* _設問_
Rayのまとめを読み、次の問いにそれぞれ答えてください。
1. Rayのクラスタは何と何から構成されると書かれていますか。
2. 引用された英文によると、CIELが提供するのはどの抽象化だけですか。
3. Remote functionを呼び出すと、ただちに何が返されますか。

* _読解用抜粋_
◇ ◇ ◇ ◇

More than 3 years have passed since last update.

Python用分散処理フレームワーク Ray まとめ

Last updated at 2022-01-30Posted at 2022-01-30

はじめに

Ray関連の文献から得た情報をメモしていく（随時更新）

Rayとは

Python用の分散処理実行フレームワーク
分散処理について詳しくなくても使いやすい（らしい）
複数のマシン（クラスタ）で分散処理を行える
クラスタはHead nodeとWorker nodeからなる

DrirverやWoerker、Object storeなどは後述。

プログラミングモデル

（よくわからないが、）Rayの差別化ポイントは「actor 」と「task-parallel programming abstraction」にあるらしい。

Ray provides both an actor and a task-parallel programming abstraction. This unification differentiates Ray from related systems like CIEL, which only provides a task-parallel abstraction, and from Orleans [14] or Akka [1], which primarily provide an actor abstraction

Ray API
- RayのAPIは以下の通り
Tasks
- Worker上でRemote functionを実行すること（これだけだと意味不明）
- 以下のコードのf.remote(a, b)がTaskを指している
- クラスタ内のあるマシンで実行される関数のこと

Task

@ray.remote
def f(a, b):
   return a+b

a = 3
b = 4
result = f.remote(a, b)

A task represents the execution of a remote function on a stateless worker. When a remote function is invoked, a future representing the result of the task is returned immediately. Futures can be retrieved using ray.get() and passed as arguments into other remote functions without waiting for their result. This allows the user to express parallelism while capturing data dependencies.

Remote functions operate on immutable objects and are expected to be stateless and side-effect free: their outputs are determined solely by their inputs. This implies idempotence, which simplifies fault tolerance through
function re-execution on failure.

Actors
- ステートフルな計算処理のこと（これだけじゃ全然わからん）
- 各アクターは、リモートで呼び出すことができ、シリアルに実行されるメソッドを公開する（うーん、わからん）
- 以下のコードのactor = Actor.remote()の部分でActorをインスタンシエイトしてる。Actorはこのインスタンス化されたactorを指している
- メソッドの実行はリモートで実行される点でTaskに似ているが、ステートフルなwoker上(*1)で実行される
(*1) 以降で出てくるWokerの定義と齟齬あり。Workerはステートレスなプロセスと定義されていることから、上の文章が意味しているところはメソッドがステートフルな「プロセス」で実行されるということだと思われる。

◇ ◇ ◇ ◇

* _データ欄_
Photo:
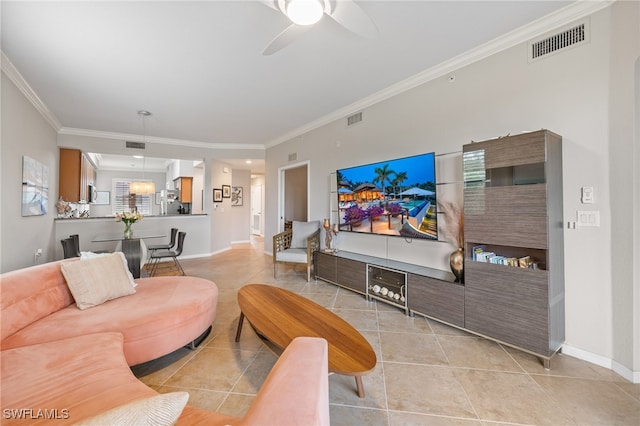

◇ ◇ ◇ ◇

* _解答_
1. Head nodeとWorker node
2. task-parallel abstraction（タスク並列の抽象化）
3. タスクの結果を表すfuture